SET PROBLEM 1
Reproduce word for word the part of the column on the Binion retrial that opens with the words containing "Milot pleaded no" and closes with "on Oct. 11.".

TEXT SEGMENT
----------------
Columnist Jeff German: Courtroom drama set to unfold
Friday, Sept. 17, 2004 | 11:02 a.m.
Any sequel to a popular drama needs fresh faces to hold everyone's interest.
Next month's retrial of Sandy Murphy and Rick Tabish on charges of killing Ted Binion should have its share of emerging stars.
Several witnesses who didn't testify at the first trial four years ago could very well take center stage.
The most intriguing new face is likely to be Michael Milot who, hours after Binion's Sept. 17, 1998 death, helped Tabish dig up the casino executive's $6 million silver fortune from an underground vault in Pahrump.
Milot pleaded no contest to a grand larceny charge in the Pahrump theft four years ago. He paid a $2,000 fine and has kept a low profile ever since. But that's about to change, as the sequel to the "trial of the century" gets under way on Oct. 11.
Prosecutors and defense lawyers recently interviewed Milot, once a trusted Tabish employee, and, according to his lawyer Tony Sgro, he has something to offer both sides.
Milot, for example, recalls Tabish calling the sheriff in Pahrump to inform him that the duo was on the way to dig up the silver. That's consistent with Tabish's story that he sought permission to retrieve the silver and wasn't trying to steal it.
----------------
RECORDS FOR PROCESSING
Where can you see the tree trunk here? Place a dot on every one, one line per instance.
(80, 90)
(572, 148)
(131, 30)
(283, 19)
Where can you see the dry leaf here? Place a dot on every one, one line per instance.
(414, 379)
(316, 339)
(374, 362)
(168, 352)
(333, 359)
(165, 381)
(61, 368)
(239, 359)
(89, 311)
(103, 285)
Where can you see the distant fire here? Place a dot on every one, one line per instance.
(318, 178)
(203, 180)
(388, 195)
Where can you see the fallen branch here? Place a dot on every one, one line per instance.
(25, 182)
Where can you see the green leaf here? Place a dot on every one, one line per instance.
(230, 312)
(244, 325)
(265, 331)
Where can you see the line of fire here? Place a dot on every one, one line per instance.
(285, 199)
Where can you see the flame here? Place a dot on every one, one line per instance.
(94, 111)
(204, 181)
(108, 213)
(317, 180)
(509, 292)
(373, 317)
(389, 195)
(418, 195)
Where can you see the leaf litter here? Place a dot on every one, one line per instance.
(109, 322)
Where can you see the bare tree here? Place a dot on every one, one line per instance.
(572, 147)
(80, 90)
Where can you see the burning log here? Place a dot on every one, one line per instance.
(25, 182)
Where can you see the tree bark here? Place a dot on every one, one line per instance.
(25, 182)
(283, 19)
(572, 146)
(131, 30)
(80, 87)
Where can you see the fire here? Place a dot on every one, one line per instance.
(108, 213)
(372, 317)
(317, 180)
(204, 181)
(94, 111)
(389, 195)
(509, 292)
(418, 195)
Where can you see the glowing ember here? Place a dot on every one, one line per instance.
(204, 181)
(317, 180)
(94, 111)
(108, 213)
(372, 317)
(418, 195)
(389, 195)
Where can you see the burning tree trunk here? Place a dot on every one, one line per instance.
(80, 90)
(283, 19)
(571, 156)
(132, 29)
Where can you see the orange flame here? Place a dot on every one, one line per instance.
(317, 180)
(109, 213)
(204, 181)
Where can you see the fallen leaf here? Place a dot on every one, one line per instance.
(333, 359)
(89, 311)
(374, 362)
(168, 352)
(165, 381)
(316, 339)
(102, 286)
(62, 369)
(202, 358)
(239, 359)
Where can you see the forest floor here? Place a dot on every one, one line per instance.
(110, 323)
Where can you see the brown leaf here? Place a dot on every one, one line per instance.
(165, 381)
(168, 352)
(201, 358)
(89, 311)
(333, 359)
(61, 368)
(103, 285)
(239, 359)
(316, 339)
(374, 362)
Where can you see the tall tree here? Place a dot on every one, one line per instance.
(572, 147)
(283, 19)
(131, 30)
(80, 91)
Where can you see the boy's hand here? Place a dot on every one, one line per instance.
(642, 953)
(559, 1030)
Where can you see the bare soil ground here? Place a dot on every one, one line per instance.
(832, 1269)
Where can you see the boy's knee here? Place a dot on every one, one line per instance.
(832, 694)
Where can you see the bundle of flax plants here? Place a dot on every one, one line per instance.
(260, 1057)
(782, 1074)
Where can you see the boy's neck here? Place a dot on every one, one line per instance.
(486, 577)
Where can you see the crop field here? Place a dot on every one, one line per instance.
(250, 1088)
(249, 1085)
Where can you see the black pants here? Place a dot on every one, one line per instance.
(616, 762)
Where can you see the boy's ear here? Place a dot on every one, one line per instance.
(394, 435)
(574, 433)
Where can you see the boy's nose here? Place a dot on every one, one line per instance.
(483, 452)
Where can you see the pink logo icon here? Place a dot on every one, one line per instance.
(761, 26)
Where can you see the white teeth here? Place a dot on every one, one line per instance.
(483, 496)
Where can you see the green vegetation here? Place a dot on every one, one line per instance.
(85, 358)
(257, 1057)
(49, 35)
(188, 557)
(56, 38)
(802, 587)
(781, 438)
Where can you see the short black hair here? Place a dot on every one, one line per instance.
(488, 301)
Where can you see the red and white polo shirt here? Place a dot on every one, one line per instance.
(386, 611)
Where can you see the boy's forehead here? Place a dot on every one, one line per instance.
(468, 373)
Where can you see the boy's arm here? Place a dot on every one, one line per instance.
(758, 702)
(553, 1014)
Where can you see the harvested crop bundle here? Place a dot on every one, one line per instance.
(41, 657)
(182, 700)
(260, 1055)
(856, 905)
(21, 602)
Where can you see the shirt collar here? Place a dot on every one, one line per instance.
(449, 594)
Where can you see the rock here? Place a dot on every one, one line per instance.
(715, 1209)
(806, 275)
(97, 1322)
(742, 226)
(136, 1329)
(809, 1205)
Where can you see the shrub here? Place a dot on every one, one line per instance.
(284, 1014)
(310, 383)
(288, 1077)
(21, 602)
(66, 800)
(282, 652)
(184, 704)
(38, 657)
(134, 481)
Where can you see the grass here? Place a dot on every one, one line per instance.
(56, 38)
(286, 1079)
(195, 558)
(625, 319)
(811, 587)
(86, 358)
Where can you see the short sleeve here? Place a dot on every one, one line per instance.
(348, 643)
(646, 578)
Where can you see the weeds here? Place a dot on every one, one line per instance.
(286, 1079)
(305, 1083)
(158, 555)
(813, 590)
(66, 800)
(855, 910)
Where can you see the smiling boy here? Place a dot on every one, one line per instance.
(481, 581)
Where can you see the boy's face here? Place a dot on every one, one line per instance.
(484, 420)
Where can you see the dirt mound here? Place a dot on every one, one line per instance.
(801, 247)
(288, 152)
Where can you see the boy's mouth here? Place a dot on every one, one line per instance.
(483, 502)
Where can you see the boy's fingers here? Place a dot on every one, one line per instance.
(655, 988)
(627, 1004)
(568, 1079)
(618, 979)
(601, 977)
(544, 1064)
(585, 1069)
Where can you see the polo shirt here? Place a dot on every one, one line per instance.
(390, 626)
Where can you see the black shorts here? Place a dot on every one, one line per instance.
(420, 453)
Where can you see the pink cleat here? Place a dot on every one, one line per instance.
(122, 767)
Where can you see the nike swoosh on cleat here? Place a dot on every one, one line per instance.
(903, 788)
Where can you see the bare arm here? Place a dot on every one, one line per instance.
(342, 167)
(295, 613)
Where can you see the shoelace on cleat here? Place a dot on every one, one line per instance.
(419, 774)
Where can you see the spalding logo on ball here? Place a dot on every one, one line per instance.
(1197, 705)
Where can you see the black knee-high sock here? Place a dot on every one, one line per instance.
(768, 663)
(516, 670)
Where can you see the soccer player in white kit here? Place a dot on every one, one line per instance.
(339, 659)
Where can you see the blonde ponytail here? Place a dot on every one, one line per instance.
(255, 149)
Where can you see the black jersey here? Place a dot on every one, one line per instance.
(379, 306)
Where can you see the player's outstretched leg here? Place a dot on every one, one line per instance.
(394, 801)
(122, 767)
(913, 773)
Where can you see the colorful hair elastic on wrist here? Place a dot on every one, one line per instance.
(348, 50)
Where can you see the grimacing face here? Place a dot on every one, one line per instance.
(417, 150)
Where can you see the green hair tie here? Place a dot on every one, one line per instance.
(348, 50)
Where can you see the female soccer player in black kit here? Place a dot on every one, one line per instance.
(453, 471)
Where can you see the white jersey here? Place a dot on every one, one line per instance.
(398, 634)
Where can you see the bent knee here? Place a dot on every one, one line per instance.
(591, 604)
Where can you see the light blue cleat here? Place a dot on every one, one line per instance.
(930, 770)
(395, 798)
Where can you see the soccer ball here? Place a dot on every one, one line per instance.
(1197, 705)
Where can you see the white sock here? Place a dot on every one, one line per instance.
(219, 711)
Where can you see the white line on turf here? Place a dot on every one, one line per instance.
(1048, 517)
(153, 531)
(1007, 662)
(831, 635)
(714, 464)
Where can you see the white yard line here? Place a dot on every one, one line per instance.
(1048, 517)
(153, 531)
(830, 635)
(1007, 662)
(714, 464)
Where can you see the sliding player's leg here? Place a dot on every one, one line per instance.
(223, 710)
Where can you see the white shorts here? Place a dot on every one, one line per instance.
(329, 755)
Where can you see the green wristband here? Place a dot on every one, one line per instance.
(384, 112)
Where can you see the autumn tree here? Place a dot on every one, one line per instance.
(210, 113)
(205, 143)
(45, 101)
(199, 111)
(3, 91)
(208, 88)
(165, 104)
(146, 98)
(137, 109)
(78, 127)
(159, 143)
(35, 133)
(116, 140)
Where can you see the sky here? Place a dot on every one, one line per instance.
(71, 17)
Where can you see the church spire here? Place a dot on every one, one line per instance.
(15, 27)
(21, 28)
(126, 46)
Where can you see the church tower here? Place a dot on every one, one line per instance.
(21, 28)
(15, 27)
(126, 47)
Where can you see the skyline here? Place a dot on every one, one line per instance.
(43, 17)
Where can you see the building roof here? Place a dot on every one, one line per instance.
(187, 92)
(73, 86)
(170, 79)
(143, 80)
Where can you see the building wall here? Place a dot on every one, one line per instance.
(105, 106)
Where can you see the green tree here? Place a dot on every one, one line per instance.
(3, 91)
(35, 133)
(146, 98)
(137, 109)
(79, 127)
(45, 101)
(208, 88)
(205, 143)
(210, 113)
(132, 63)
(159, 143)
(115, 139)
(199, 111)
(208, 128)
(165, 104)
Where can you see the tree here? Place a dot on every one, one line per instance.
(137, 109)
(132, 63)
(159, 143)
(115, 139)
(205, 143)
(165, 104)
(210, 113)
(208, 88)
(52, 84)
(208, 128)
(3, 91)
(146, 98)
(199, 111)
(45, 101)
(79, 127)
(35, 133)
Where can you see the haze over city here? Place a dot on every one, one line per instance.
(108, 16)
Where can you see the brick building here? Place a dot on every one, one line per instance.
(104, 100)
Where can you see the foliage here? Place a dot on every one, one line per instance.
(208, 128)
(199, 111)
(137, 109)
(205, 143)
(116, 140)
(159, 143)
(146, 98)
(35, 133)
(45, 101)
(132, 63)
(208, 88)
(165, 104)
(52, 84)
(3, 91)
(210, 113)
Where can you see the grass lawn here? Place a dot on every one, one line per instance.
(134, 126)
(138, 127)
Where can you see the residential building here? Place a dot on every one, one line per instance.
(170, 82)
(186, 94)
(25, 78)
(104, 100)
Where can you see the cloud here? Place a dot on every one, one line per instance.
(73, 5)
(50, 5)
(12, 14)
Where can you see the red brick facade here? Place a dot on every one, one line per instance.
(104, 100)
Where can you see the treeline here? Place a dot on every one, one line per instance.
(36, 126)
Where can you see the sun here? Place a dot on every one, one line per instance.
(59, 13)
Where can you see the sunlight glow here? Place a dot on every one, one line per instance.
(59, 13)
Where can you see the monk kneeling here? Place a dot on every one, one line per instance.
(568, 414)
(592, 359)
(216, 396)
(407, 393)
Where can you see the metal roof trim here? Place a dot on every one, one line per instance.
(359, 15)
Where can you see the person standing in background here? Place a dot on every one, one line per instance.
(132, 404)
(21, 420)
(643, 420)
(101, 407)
----------------
SET PROBLEM 2
Repeat the entries above verbatim, from the line containing "Where can you see the person" through the last line of the entries, with both ends included.

SOLUTION 1
Milot pleaded no contest to a grand larceny charge in the Pahrump theft four years ago. He paid a $2,000 fine and has kept a low profile ever since. But that's about to change, as the sequel to the "trial of the century" gets under way on Oct. 11.

SOLUTION 2
Where can you see the person standing in background here? Place a dot on every one, one line per instance.
(132, 404)
(21, 420)
(643, 420)
(101, 407)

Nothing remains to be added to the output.